Exercise description:
Please set down the expected schema page below word for word, from its title to its last line.

Excerpted passage:

++++

Expected Schema
Definition
Asserts that all of the selected fields must be present in the datastore.
Behavior
The expected schema is the first check to be tested during a scan operation. If it fails, the scan operation will result as Failure
with the following message:
<container-name>
: Aborted because schema check anomalies were identified.
General Properties
Name | Supported |
---|---|
Filter Allows the targeting of specific data based on conditions |
|
Coverage Customization Allows adjusting the percentage of records that must meet the rule's conditions |
Specific Properties
Specify the fields that must be present in the schema, and determine if a schema change caused by additional fields should fail or pass the assertion.
Name | Description |
---|---|
Fields |
List of fields that must be presented in the schema. |
Allow other fields |
If true, then new fields are allowed to be presented in the schema. Otherwise, the assertion will be stricter. |
Anomaly Types
Type | Supported |
---|---|
Record Flag inconsistencies at the row level |
|
Shape Flag inconsistencies in the overall patterns and distributions of a field |
Example
Objective: Ensure that expected fields such as L_ORDERKEY, L_PARTKEY, and L_SUPPKEY are always present in the LINEITEM table.

++++

Object point labels:
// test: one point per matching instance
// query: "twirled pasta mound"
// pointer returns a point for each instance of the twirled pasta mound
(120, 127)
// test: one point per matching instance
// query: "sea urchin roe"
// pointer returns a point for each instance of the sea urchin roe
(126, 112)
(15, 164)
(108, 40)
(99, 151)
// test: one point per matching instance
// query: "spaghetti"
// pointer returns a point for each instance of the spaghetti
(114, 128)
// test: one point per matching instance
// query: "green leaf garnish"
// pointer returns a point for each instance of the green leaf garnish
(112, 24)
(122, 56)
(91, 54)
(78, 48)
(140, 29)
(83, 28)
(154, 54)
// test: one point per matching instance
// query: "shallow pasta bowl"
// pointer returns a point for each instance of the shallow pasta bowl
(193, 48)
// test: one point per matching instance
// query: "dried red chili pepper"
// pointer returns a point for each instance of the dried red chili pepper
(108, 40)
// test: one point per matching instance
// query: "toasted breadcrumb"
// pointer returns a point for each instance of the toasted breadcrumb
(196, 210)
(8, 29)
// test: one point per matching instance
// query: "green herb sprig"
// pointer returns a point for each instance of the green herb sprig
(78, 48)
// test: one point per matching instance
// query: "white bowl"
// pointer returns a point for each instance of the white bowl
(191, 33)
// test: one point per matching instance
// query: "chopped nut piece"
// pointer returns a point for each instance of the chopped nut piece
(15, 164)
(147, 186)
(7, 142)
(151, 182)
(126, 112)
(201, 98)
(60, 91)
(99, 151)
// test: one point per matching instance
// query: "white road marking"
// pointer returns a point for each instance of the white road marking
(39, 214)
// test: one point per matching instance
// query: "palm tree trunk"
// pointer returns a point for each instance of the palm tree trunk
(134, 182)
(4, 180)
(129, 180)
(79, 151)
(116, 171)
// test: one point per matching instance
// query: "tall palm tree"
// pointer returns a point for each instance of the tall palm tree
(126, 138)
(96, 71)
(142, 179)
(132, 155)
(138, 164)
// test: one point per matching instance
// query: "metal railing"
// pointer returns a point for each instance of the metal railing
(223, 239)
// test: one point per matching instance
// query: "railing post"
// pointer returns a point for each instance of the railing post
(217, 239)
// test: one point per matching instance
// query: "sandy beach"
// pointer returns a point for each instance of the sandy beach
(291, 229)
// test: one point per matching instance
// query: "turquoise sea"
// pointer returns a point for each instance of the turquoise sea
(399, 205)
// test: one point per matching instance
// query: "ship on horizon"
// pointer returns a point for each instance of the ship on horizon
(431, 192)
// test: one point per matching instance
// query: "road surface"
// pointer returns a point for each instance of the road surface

++++

The reply:
Expected Schema
Definition
Asserts that all of the selected fields must be present in the datastore.
Behavior
The expected schema is the first check to be tested during a scan operation. If it fails, the scan operation will result as Failure
with the following message:
<container-name>
: Aborted because schema check anomalies were identified.
General Properties
Name | Supported |
---|---|
Filter Allows the targeting of specific data based on conditions |
|
Coverage Customization Allows adjusting the percentage of records that must meet the rule's conditions |
Specific Properties
Specify the fields that must be present in the schema, and determine if a schema change caused by additional fields should fail or pass the assertion.
Name | Description |
---|---|
Fields |
List of fields that must be presented in the schema. |
Allow other fields |
If true, then new fields are allowed to be presented in the schema. Otherwise, the assertion will be stricter. |
Anomaly Types
Type | Supported |
---|---|
Record Flag inconsistencies at the row level |
|
Shape Flag inconsistencies in the overall patterns and distributions of a field |
Example
Objective: Ensure that expected fields such as L_ORDERKEY, L_PARTKEY, and L_SUPPKEY are always present in the LINEITEM table.